## Document section
------------------------------------------------------------

Abstract

The Protein Information Resource (PIR) produces the largest, most comprehensive, annotated protein sequence database in the public domain, the PIR-International Protein Sequence Database, in collaboration with the Munich Information Center for Protein Sequences (MIPS) and the Japan International Protein Sequence Database (JIPID). The expanded PIR WWW site allows sequence similarity and text searching of the Protein Sequence Database and auxiliary databases. Several new web-based search engines combine searches of sequence similarity and database annotation to facilitate the analysis and functional identification of proteins. New capabilities for searching the PIR sequence databases include annotation-sorted search, domain search, combined global and domain search, and interactive text searches. The PIR-International databases and search tools are accessible on the PIR WWW site at http://pir.georgetown.edu and at the MIPS WWW site at http://www.mips.biochem.mpg.de . The PIR-International Protein Sequence Database and other files are also available by FTP.

Received October 1, 1999; Accepted October 4, 1999.

INTRODUCTION

The accelerating pace of genome sequencing projects has greatly increased the volume and complexity of available molecular data. To realize the fullest possible value from the data and to gain a better understanding of the genome, databases and the computational tools for analyzing them are required to allow biologically relevant features in the sequences to be identified and to provide insight on their structure and function. For over 30 years, the Protein Information Resource (PIR) has been providing the scientific community with databases and tools for the organization and analysis of protein sequence data (1,2). Together with MIPS and JIPID, we have undertaken a major restructuring to meet the challenges presented by the rapid growth of largely uncharacterized sequence data and the opportunities provided by the nearly universal access of scientists to the resources available on the WWW. Among the key developments are complete protein family organization for the PIR-International Protein Sequence Database (PSD) and integrated WWW interfaces for user-friendly sequence analysis, database searching and information retrieval.

------------------------------------------------------------

## Task instructions
**A.** According to the text on the Protein Information Resource, which two organizations collaborate with PIR to produce the PIR-International Protein Sequence Database?
**B.** Summarize the text on the Protein Information Resource in two sentences.
**C.** Rewrite the paragraph of the text on the Protein Information Resource that begins "The accelerating pace of genome sequencing projects" more briefly, keeping its main facts.

## Dataset content
------------------------------------------------------------

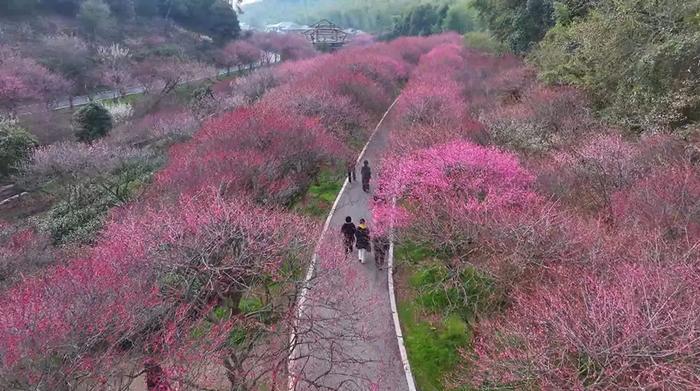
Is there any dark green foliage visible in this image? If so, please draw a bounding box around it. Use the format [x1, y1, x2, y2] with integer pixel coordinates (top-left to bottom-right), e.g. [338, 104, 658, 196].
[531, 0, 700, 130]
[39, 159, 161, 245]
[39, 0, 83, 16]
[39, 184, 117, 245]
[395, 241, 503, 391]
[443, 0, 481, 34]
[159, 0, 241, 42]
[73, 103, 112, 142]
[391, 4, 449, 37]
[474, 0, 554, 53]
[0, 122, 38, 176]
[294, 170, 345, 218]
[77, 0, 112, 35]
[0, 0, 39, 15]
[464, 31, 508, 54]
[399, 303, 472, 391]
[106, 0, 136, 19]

------------------------------------------------------------

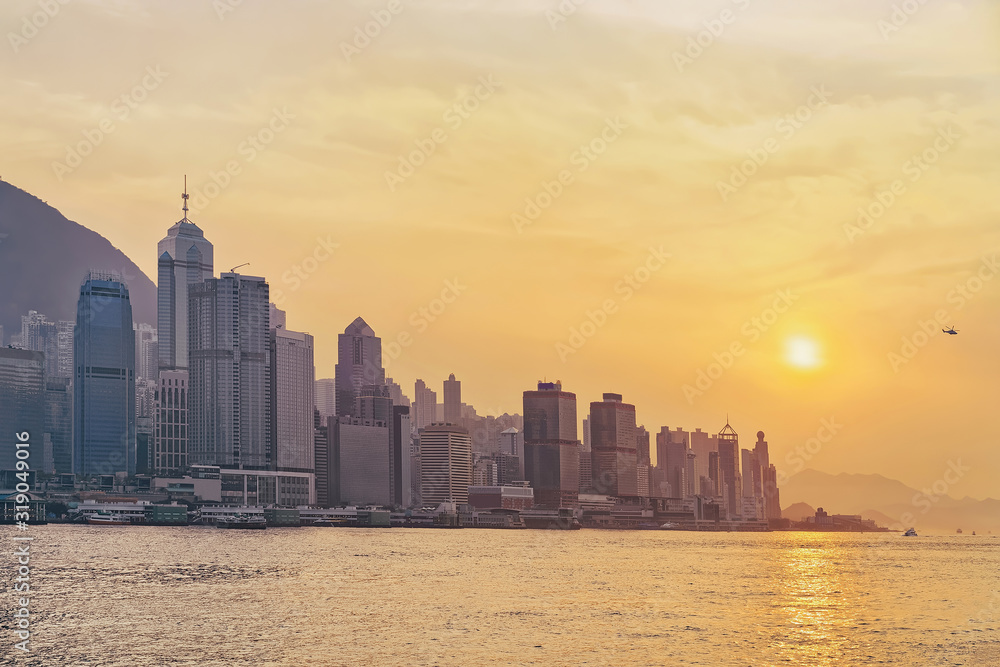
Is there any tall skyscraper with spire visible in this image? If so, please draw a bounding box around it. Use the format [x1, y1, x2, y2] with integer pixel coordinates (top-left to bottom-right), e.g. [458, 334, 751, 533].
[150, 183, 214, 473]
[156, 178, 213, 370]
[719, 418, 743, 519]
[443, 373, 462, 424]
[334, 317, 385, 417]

------------------------------------------------------------

## Answer section
**A.** The Munich Information Center for Protein Sequences (MIPS) and the Japan International Protein Sequence Database (JIPID).

**B.** The Protein Information Resource, working with MIPS and JIPID, produces the PIR-International Protein Sequence Database, which is the largest and most comprehensive annotated public-domain protein sequence database. Its expanded WWW site offers new search engines that combine sequence similarity and annotation searches, and the partners have restructured their resources to handle rapidly growing, largely uncharacterized sequence data.

**C.** Genome sequencing has greatly increased the volume and complexity of molecular data. Databases and computational tools are needed to identify biologically relevant sequence features and to give insight into structure and function. PIR has supplied protein sequence databases and analysis tools for over 30 years. With MIPS and JIPID, it has restructured to cope with the rapid growth of largely uncharacterized sequence data and to use the broad access scientists have to the WWW. Key developments include complete protein family organization for the PIR-International Protein Sequence Database (PSD) and integrated WWW interfaces for sequence analysis, database searching and information retrieval.